-- Data --
----
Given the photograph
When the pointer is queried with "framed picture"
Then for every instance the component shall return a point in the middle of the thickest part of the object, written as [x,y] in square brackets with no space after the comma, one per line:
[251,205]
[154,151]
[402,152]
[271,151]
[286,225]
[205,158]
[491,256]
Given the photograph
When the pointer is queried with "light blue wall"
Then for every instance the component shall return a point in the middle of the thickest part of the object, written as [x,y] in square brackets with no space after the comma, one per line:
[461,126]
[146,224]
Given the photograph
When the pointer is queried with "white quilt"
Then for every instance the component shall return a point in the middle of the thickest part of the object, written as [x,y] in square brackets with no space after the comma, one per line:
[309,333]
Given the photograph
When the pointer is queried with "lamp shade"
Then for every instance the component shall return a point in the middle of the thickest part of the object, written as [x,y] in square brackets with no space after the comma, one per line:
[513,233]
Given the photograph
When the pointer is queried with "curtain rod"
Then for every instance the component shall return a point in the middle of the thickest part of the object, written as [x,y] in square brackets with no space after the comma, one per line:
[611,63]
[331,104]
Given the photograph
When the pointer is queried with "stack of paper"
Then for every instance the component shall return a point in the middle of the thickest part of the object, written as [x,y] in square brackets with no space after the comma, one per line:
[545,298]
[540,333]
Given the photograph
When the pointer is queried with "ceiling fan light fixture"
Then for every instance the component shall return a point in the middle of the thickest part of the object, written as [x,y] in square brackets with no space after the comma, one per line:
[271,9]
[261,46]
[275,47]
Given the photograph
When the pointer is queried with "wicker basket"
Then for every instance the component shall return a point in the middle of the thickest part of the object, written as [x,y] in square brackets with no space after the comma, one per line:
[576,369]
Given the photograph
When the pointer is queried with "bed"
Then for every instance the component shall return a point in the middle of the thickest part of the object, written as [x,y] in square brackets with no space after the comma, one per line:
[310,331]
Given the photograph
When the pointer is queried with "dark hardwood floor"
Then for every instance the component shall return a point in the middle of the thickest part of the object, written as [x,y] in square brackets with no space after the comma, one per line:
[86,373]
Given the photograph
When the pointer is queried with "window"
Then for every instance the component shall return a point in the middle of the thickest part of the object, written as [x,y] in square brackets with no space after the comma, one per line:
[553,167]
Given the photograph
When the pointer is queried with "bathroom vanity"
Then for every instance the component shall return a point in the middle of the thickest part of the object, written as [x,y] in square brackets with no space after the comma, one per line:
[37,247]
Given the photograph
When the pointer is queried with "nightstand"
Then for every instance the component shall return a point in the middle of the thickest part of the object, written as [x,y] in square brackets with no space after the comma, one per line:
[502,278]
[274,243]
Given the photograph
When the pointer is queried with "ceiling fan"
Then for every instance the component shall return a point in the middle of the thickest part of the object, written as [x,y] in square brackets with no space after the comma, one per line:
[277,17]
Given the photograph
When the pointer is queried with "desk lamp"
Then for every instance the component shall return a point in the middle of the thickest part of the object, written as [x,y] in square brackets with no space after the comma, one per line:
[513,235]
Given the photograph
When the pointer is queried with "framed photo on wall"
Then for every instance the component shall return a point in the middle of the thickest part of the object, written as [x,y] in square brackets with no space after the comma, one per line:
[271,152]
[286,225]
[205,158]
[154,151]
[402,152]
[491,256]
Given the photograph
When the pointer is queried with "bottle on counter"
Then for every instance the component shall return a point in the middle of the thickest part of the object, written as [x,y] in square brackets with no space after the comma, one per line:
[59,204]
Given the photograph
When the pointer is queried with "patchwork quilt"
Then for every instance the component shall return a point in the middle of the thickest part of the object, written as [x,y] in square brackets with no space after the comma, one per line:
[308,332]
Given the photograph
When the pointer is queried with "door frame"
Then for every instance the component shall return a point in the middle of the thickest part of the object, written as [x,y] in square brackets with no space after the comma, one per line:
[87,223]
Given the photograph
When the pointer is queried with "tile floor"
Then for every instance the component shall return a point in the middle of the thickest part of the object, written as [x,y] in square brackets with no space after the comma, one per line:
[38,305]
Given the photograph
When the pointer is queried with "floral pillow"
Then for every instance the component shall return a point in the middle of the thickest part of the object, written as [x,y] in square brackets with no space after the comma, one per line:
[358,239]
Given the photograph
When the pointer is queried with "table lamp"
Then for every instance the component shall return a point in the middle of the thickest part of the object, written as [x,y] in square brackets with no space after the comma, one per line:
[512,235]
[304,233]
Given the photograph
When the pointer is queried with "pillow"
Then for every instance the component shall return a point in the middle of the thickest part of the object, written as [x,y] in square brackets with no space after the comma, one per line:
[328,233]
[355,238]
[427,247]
----
-- What the exercise asks --
Scan the lines above for "ceiling", then copy every one that has it.

-- Problem solution --
When the pointer is queried with "ceiling fan light fixture"
When the pointer is queried with "ceiling fan"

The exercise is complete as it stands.